» **FRAGMENTO SELECCIONADO**:
La primera ministra británica, Theresa May, en una conferencia de prensa en Bruselas, octubre de 2016. Jack Taylor/Getty Images

Incertidumbre sobre el Brexit y el futuro UE. La economía mundial no vive, ni mucho menos, en el vacío y las circunstancias políticas pueden cambiar totalmente su tendencia. Un ejemplo es la incertidumbre sobre la consolidación de la salida del Reino Unido de la Unión Europea, que debería adquirir carta de naturaleza cuando la primera ministra británica, Theresa May, la solicite formalmente después de que se la avale la Cámara de los Comunes a finales en marzo.

La primera duda es si algunos de los parlamentarios conservadores, que se alinearon con el ex primer ministro británico David Cameron y no están de acuerdo con el Brexit, apoyarán como parece la decisión de ruptura del Gobierno de May. La segunda es cómo quedará el dibujo final de la hoja de ruta de dos años que ha anunciado la premier británica para formalizar el divorcio con Bruselas (no está claro qué quiere hacer Londres y tampoco hasta qué punto la UE se va a decantar por una separación amistosa o beligerante). La tercera, por supuesto, es qué efecto tendrá la eventual salida en el ascenso de los movimientos contrarios al proyecto comunitario y en el euroescepticismo en países cardinales para el futuro de la UE como Holanda, Alemania o Francia. Todo ello se traduce a corto plazo en volatilidad, que es el reflejo de la incertidumbre en los mercados, pero las consecuencias económicas pueden ser mucho mayores dependiendo de cómo se despejen las incógnitas.

» **EXPLORA EL MATERIAL**:
1. Reproduce el fragmento sobre el Brexit. Empieza en las palabras que contienen "La primera ministra británica, Theresa May, en" y termina después de "finales en marzo.".
2. Prosigue el fragmento sobre el Brexit a partir de su última oración.

» **DATOS PROPORCIONADOS**:
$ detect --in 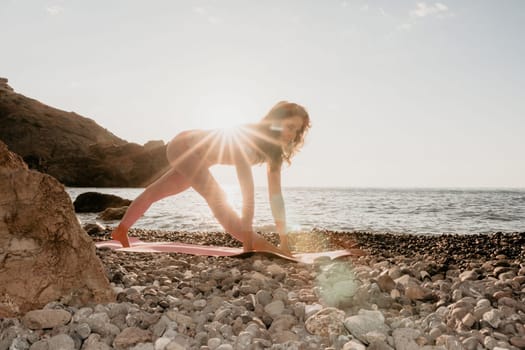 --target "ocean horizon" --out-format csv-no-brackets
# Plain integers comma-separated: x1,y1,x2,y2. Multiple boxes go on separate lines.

» **RESPUESTAS NUMERADAS**:
1.
La primera ministra británica, Theresa May, en una conferencia de prensa en Bruselas, octubre de 2016. Jack Taylor/Getty Images

Incertidumbre sobre el Brexit y el futuro UE. La economía mundial no vive, ni mucho menos, en el vacío y las circunstancias políticas pueden cambiar totalmente su tendencia. Un ejemplo es la incertidumbre sobre la consolidación de la salida del Reino Unido de la Unión Europea, que debería adquirir carta de naturaleza cuando la primera ministra británica, Theresa May, la solicite formalmente después de que se la avale la Cámara de los Comunes a finales en marzo.

2.
El año de la discordia. Todo parece apuntar a que la integración de las políticas de Donald Trump y su estilo de liderazgo en el denso tejido de las regulaciones e instituciones internacionales no va a ser sencillo… y que eso significa que los consensos ante los desafíos acuciantes van a resultar mucho más complejos y, en ocasiones, hasta van a sufrir una revisión.

Debemos recordar que buena parte de las medidas cruciales que se tomaron para salir de la crisis y evitar una recaída se produjeron como el resultado de acuerdos y consensos planetarios. Aquí ya no sólo hablamos del clásico proteccionismo de Trump, que ha supuesto la defunción de los dos mayores pactos comerciales de la historia de la humanidad (el Tratado Transpacífico y, antes de nacer, el tratado entre la UE y EE UU), sino de otro tipo de posibles decisiones con graves consecuencias económicas.

Destacan entre ellas la retirada estadounidense del histórico acuerdo de París sobre el cambio climático, la reducción de la independencia de la Reserva Federal, la derogación de las regulaciones que han limitado las actividades especulativas de los grandes bancos de Wall Street tras la crisis y las nuevas dificultades para que Bruselas y Washington colaboren en la solución de desafíos globales de todo tipo justo ahora que la economía mundial encara una frágil recuperación y en el mismo momento en el que el la formalización del Brexit en 2017 puede desestabilizar un proyecto europeo asediado con el populismo.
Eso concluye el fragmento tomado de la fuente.